• The task: Lay out every line of the records below as a numbered list, skipping blank lines and leaving out the pictures.

[Dataset entries]
>> start

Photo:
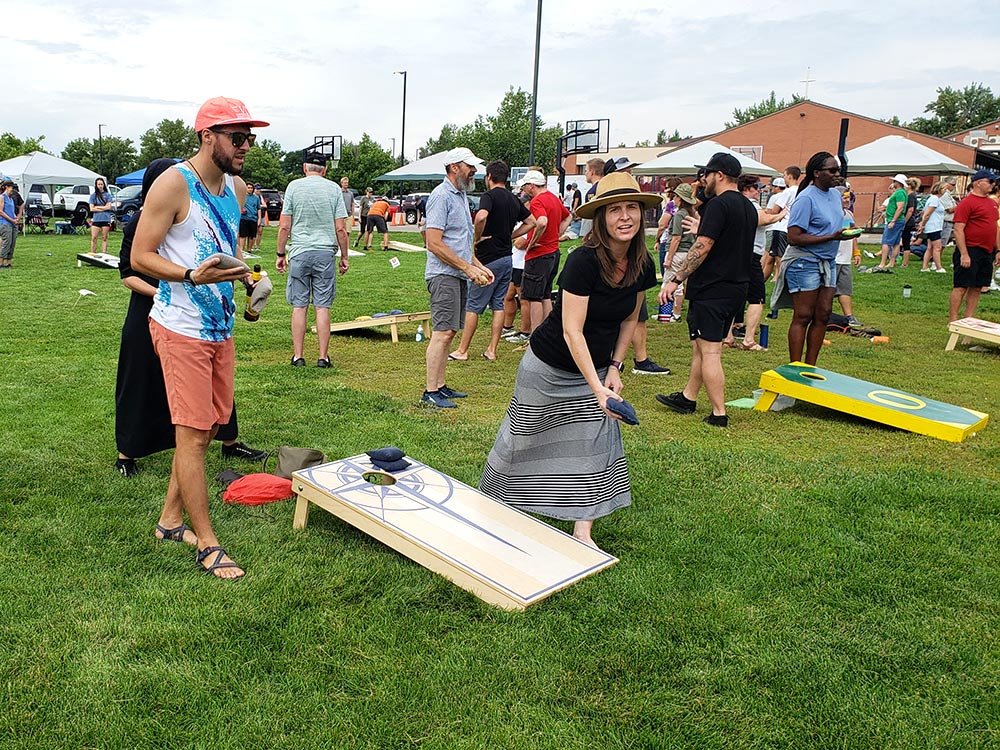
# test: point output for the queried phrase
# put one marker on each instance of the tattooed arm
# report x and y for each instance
(696, 256)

>> end

• Result for this exercise:
1. Photo:
2. # test: point output for the queried phrase
3. # put one marker on each instance of the tattooed arm
4. # report x and y for each instance
5. (696, 256)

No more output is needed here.